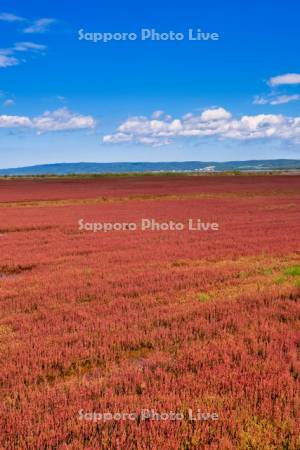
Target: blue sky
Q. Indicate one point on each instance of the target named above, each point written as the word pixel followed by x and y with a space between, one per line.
pixel 63 99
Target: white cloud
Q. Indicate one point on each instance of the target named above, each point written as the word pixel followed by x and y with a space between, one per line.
pixel 288 78
pixel 9 102
pixel 62 120
pixel 28 46
pixel 282 99
pixel 7 55
pixel 7 60
pixel 215 114
pixel 276 100
pixel 8 17
pixel 157 114
pixel 58 120
pixel 14 121
pixel 39 26
pixel 213 122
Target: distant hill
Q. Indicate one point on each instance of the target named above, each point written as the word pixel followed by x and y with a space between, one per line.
pixel 130 167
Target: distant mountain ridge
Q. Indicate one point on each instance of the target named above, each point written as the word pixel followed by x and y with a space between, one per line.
pixel 140 167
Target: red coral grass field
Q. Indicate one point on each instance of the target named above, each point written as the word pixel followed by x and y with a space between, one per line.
pixel 128 323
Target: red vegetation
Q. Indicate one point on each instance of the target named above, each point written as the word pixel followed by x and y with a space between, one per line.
pixel 125 321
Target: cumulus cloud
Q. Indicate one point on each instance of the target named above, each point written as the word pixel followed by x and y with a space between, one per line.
*-*-*
What lines of the material above contain "cloud"? Return each of them.

OUTPUT FOR THIS TASK:
Target: white cloud
Target: cumulus cloud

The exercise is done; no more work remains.